DATA TO PROCESS:

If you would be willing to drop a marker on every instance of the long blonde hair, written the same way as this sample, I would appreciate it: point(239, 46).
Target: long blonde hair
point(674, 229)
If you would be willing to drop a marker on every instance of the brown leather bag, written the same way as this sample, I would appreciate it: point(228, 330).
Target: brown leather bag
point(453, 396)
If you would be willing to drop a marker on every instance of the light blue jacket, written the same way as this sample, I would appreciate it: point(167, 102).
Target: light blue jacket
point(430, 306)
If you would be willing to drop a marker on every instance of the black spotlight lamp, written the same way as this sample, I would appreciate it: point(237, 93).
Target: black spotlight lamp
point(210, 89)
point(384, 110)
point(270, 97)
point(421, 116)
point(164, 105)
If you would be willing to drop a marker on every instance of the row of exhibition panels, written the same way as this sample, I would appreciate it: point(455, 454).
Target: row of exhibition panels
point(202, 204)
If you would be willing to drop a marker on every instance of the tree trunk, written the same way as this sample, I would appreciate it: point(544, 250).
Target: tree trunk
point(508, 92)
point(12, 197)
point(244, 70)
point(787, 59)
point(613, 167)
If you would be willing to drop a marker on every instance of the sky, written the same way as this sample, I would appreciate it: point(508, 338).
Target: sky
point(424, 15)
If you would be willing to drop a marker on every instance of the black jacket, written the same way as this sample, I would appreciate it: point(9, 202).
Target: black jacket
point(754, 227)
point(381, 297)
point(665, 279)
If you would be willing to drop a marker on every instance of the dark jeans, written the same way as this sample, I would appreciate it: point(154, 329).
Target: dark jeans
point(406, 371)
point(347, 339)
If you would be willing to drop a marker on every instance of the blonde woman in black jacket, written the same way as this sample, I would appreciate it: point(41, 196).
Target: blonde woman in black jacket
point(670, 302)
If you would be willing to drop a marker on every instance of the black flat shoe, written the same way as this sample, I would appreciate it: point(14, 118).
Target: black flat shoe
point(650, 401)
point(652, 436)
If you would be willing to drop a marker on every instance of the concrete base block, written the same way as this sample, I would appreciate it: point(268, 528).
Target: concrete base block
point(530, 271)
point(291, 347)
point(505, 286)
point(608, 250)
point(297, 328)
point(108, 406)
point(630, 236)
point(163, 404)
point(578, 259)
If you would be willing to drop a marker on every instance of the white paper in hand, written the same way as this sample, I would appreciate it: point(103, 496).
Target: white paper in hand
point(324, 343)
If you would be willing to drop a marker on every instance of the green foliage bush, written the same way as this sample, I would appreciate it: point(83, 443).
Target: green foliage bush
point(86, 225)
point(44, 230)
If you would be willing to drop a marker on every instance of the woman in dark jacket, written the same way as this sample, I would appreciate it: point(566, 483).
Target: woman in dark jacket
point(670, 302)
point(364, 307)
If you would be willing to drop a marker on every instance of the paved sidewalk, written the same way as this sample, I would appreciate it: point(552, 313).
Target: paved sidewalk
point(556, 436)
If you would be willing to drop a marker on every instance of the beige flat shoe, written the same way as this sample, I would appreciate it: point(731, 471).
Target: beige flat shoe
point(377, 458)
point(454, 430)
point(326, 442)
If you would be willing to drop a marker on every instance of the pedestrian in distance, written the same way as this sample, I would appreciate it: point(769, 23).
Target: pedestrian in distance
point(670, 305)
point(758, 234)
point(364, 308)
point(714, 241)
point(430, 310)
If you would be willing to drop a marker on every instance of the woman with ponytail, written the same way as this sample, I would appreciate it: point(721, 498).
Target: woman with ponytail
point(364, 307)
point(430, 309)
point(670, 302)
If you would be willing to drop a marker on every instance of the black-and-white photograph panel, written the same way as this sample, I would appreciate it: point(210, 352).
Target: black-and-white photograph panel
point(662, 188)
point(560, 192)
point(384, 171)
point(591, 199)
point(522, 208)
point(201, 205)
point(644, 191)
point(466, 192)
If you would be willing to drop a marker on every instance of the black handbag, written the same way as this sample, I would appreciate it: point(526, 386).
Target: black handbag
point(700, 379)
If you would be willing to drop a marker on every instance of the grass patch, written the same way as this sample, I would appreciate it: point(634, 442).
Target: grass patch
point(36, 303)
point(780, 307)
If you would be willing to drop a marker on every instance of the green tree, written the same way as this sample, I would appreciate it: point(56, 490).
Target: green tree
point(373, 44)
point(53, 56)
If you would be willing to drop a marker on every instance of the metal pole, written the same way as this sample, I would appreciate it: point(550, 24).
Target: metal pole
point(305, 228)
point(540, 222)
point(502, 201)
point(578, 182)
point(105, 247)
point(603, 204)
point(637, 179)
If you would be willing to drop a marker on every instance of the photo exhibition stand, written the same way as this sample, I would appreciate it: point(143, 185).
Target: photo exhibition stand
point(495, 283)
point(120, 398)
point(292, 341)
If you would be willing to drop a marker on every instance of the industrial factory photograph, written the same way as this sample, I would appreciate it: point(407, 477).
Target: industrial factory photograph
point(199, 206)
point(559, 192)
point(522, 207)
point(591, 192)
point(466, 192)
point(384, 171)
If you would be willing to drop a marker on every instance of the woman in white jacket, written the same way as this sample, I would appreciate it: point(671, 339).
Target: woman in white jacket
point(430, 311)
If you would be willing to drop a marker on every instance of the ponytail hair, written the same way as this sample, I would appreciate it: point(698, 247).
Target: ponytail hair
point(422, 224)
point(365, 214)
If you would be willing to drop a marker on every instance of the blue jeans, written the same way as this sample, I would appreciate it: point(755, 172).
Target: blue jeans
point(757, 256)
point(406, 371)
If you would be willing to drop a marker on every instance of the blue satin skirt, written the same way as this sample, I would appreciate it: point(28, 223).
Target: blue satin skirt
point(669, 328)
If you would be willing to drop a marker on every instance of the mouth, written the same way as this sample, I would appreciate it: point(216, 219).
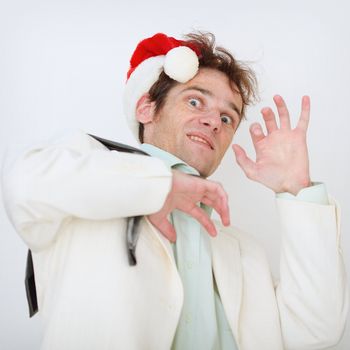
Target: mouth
point(201, 139)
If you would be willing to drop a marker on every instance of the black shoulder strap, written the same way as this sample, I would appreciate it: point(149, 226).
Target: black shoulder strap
point(131, 239)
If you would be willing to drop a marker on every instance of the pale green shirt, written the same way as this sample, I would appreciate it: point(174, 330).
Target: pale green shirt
point(203, 323)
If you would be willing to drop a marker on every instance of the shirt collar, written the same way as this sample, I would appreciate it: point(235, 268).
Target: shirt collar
point(169, 159)
point(172, 162)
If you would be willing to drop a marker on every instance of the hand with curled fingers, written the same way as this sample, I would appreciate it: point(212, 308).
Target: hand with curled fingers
point(282, 162)
point(185, 194)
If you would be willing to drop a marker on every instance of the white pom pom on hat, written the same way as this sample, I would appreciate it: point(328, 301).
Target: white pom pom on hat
point(178, 59)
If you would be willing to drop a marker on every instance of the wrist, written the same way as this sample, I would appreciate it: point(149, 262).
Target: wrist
point(296, 187)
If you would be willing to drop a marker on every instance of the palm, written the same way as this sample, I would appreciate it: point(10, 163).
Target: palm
point(281, 156)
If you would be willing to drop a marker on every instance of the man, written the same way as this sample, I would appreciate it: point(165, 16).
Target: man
point(197, 284)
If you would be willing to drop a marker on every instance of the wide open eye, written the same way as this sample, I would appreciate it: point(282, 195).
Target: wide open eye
point(226, 120)
point(194, 102)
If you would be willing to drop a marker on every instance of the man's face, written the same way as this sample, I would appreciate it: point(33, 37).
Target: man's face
point(197, 121)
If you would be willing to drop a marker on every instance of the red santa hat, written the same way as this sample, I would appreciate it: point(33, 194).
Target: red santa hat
point(178, 59)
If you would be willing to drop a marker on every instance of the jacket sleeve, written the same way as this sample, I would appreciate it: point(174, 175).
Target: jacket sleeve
point(75, 176)
point(312, 293)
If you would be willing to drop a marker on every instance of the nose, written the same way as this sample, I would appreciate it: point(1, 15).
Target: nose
point(211, 120)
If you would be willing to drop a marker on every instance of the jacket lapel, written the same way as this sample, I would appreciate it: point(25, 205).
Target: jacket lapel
point(228, 275)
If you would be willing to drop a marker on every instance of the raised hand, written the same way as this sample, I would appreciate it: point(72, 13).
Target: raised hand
point(282, 162)
point(186, 192)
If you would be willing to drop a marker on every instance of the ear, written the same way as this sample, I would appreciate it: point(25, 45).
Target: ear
point(144, 109)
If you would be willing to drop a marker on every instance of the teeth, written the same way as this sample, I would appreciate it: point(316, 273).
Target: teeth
point(199, 139)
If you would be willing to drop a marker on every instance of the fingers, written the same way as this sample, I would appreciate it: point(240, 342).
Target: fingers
point(247, 165)
point(219, 202)
point(164, 226)
point(270, 119)
point(201, 216)
point(282, 112)
point(303, 122)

EXERCISE DIRECTIONS: Update the listing from its first line down to the line containing "point(164, 105)" by changing "light blue jacket" to "navy blue jacket", and leave everything else as it is.

OUTPUT:
If you would be willing to drop a marker on every instance of the long blonde hair, written the same way as this sample, I would appreciate it: point(239, 46).
Target: long blonde hair
point(674, 229)
If you would be willing to drop a marker on every instance of the brown leather bag, written the same way as this sample, I would appreciate it: point(228, 330).
Target: brown leather bag
point(453, 396)
If you would be willing to drop a marker on every instance of the navy blue jacket, written the same way as this sample, I would appreciate it: point(167, 102).
Target: navy blue jacket
point(430, 306)
If you would be willing to drop a marker on every instance of the black spotlight lamp, written the same way as this sample, I would appreciate it: point(237, 93).
Target: black spotlight lamp
point(210, 89)
point(384, 110)
point(270, 97)
point(421, 116)
point(164, 105)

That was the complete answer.